===== Dataset entries

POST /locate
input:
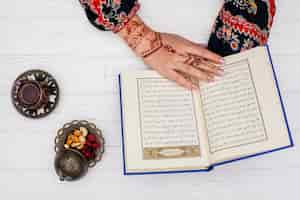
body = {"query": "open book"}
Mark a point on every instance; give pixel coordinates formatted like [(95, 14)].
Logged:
[(169, 129)]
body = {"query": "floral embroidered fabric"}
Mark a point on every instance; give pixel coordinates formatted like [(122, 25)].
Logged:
[(110, 15), (242, 25)]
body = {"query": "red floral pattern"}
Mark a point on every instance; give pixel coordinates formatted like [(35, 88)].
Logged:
[(110, 15)]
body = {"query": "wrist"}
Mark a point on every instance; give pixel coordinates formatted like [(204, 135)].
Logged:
[(140, 38)]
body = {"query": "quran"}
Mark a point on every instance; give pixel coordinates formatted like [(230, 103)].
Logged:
[(169, 129)]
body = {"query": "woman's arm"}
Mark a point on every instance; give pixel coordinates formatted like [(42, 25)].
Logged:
[(172, 56)]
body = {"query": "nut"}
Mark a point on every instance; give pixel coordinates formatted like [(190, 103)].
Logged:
[(75, 144), (80, 147), (84, 131), (82, 139), (77, 132)]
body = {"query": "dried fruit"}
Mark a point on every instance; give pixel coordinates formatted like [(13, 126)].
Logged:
[(84, 131)]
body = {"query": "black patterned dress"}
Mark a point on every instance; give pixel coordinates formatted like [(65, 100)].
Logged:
[(110, 15), (242, 25)]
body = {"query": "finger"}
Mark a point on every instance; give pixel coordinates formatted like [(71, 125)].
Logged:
[(181, 80), (204, 53), (192, 71), (210, 67)]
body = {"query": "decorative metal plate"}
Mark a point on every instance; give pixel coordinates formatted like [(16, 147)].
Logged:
[(48, 99)]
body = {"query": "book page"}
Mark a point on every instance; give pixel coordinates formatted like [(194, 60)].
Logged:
[(242, 109), (231, 109), (168, 121), (163, 129)]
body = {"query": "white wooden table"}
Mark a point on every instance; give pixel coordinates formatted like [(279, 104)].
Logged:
[(55, 36)]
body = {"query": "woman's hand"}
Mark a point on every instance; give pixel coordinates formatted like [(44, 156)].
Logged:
[(174, 57)]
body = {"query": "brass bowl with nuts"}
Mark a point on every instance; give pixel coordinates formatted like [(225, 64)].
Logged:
[(77, 139)]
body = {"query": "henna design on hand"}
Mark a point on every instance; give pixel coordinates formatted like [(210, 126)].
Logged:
[(140, 38)]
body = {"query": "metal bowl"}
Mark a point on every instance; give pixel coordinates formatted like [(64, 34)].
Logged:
[(60, 150)]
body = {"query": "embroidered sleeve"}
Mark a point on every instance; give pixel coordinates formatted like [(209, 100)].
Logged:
[(110, 15), (242, 25)]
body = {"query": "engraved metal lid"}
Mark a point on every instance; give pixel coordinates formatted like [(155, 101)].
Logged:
[(82, 138), (35, 94), (70, 165)]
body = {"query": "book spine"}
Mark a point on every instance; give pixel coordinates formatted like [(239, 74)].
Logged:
[(280, 97), (122, 125)]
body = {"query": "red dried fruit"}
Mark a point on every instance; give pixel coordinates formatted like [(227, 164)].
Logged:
[(91, 137)]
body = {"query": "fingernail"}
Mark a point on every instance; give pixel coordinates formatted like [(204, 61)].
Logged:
[(210, 79), (194, 87), (222, 61), (220, 72)]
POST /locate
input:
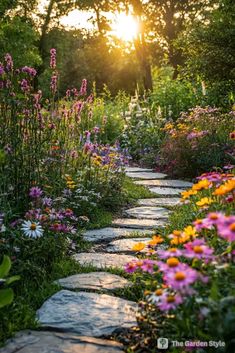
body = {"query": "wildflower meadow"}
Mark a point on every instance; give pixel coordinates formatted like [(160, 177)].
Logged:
[(117, 176)]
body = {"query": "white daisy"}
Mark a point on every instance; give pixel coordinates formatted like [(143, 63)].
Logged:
[(32, 229)]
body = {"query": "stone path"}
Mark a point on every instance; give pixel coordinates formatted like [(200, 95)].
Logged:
[(80, 313)]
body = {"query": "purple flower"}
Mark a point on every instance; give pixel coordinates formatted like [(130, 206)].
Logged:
[(83, 89), (35, 192), (29, 70), (53, 58), (9, 62)]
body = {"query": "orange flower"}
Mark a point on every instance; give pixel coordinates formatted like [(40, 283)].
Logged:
[(156, 240)]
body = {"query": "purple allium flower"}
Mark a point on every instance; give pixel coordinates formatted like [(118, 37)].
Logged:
[(35, 192), (53, 58), (9, 62), (83, 89), (25, 87)]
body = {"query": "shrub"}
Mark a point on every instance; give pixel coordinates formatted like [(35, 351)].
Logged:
[(197, 142)]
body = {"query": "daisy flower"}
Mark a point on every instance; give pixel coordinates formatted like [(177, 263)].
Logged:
[(32, 229)]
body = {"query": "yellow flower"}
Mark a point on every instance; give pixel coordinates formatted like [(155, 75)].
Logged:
[(202, 184), (225, 188), (190, 231), (138, 247), (188, 193), (155, 240), (204, 202)]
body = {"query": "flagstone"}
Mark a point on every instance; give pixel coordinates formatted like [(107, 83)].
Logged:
[(58, 342), (126, 245), (165, 183), (139, 223), (146, 175), (103, 260), (94, 281), (89, 314), (160, 201), (109, 233), (146, 212), (166, 191)]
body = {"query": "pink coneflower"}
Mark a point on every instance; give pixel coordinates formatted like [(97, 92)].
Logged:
[(164, 254), (35, 192), (198, 249), (169, 301), (182, 276), (226, 228)]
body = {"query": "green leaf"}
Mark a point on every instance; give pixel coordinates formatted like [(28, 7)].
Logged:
[(12, 279), (6, 297), (5, 266)]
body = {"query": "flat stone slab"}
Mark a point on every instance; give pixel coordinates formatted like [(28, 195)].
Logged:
[(137, 170), (102, 260), (56, 342), (165, 183), (108, 234), (94, 281), (166, 191), (139, 223), (146, 175), (126, 245), (160, 201), (146, 212), (87, 314)]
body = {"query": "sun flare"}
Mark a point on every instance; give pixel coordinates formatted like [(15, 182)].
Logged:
[(125, 27)]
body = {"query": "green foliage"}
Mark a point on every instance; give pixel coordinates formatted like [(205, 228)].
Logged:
[(197, 142), (19, 38)]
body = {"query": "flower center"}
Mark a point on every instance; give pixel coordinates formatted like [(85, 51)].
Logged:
[(172, 262), (198, 249), (33, 226), (232, 227), (170, 299), (158, 292), (180, 276)]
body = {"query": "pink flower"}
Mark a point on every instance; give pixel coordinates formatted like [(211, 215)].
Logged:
[(35, 192), (198, 249), (169, 301), (182, 276), (226, 228), (173, 252)]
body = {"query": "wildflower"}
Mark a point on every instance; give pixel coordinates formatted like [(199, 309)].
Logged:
[(156, 240), (83, 89), (35, 192), (164, 254), (226, 228), (188, 193), (204, 202), (232, 135), (182, 276), (198, 249), (138, 247), (190, 231), (202, 184), (53, 58), (32, 229), (169, 301), (225, 188)]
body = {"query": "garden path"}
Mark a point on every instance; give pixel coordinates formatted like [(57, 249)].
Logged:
[(86, 312)]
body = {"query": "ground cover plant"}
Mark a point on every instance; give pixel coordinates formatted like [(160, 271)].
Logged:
[(188, 274)]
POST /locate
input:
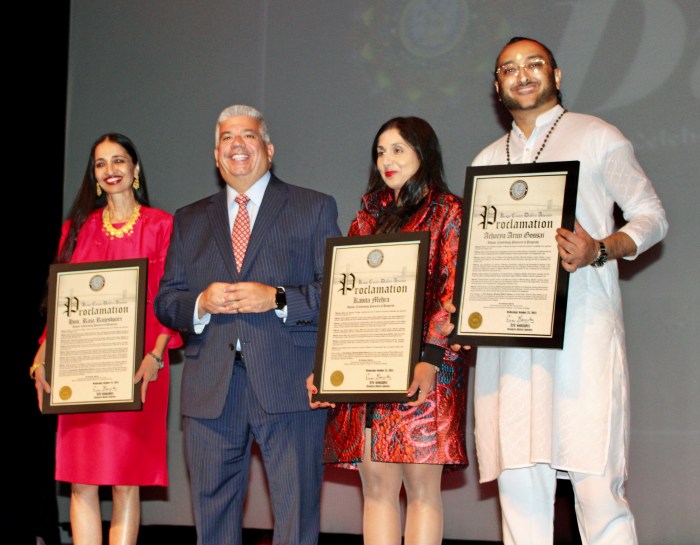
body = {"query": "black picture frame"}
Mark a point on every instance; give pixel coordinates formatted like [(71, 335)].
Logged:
[(367, 347), (95, 335), (510, 288)]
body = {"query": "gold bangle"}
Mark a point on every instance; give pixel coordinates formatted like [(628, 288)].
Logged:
[(34, 367), (158, 359)]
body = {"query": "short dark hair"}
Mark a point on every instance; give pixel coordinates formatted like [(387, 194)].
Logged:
[(552, 61)]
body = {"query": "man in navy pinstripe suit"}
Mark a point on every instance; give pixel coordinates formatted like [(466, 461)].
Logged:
[(251, 337)]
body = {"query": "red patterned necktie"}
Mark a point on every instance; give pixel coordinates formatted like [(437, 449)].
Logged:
[(241, 230)]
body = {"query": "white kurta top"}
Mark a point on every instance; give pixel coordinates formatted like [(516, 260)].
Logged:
[(568, 407)]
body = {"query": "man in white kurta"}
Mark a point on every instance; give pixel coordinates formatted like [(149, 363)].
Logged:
[(547, 412)]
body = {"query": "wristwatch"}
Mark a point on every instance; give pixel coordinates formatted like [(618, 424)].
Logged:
[(602, 256), (280, 298)]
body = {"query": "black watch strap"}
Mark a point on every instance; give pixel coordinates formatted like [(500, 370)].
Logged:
[(602, 256), (280, 298)]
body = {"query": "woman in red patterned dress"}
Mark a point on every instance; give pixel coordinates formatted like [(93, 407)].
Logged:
[(408, 444), (111, 220)]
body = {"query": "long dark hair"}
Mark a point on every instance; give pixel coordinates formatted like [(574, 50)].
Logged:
[(430, 174), (87, 201)]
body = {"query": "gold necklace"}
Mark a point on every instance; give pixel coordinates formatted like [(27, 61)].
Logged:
[(543, 143), (126, 229)]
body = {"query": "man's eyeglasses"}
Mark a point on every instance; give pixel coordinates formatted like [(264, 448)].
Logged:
[(510, 69)]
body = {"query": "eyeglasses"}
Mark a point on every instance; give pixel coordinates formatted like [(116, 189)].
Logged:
[(510, 69)]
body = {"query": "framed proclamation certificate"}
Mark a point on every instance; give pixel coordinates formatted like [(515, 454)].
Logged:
[(510, 289), (94, 336), (371, 318)]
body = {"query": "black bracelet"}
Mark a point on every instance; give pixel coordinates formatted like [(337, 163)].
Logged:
[(158, 359)]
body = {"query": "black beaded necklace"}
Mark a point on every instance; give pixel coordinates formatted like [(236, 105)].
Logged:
[(543, 143)]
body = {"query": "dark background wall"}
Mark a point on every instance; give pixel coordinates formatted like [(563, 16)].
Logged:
[(38, 56), (327, 73)]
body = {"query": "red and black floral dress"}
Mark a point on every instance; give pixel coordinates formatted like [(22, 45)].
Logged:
[(434, 432)]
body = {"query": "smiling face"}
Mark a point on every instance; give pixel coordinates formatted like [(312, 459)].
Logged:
[(530, 89), (114, 168), (241, 154), (397, 161)]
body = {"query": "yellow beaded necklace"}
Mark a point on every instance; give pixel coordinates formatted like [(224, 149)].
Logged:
[(126, 229)]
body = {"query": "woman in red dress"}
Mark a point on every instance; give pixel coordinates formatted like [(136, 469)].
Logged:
[(111, 220), (408, 444)]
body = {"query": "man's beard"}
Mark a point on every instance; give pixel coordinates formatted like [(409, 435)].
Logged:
[(549, 91)]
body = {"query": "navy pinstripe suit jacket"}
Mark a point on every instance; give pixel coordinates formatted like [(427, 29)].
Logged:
[(286, 248)]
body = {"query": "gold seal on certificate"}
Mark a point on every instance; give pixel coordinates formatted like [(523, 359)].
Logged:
[(97, 282), (518, 190), (375, 258), (475, 320), (337, 378)]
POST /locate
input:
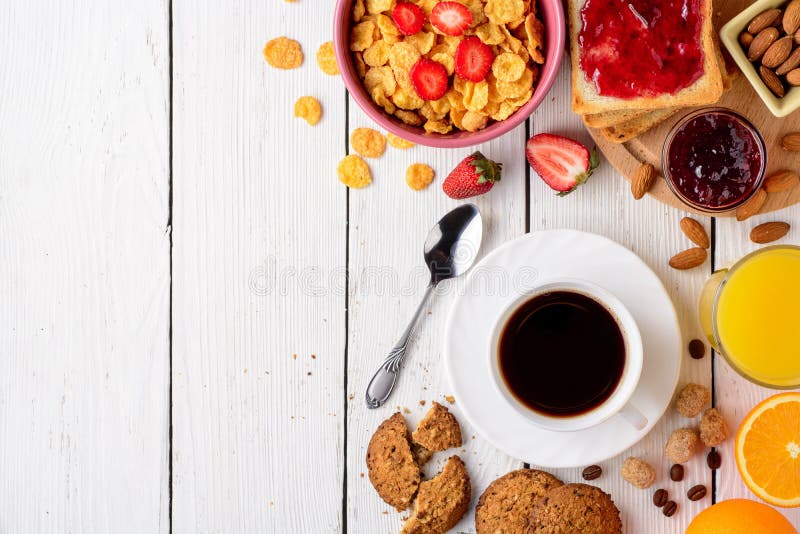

==========

=== What you need to do ===
Copy range, inclusive: the line holding "like [(225, 64)]." to the line holding "like [(155, 101)].". Reproduce exactly those lines of the records above and no others.

=== Answer space ===
Mark a point on every instance; give pixel coordinates formatted like [(225, 64)].
Logged:
[(77, 139)]
body = {"query": "henna design on hand"}
Mark a point on every instance; give pixel coordinates formatted like [(210, 126)].
Logged:
[(140, 38)]
body = {"query": "metal bowl"}
Mark a point on every instance; give pixel coordinates formatted like [(64, 34)].
Logged:
[(60, 150)]
body = {"query": "embroidered sleeve"}
Mark a point on every instance; give pixel coordinates formatted like [(209, 100)].
Logged:
[(110, 15), (242, 25)]
body = {"query": "engraved metal lid"}
Mark a point on every instance; give pixel coordinates formatted like [(155, 101)].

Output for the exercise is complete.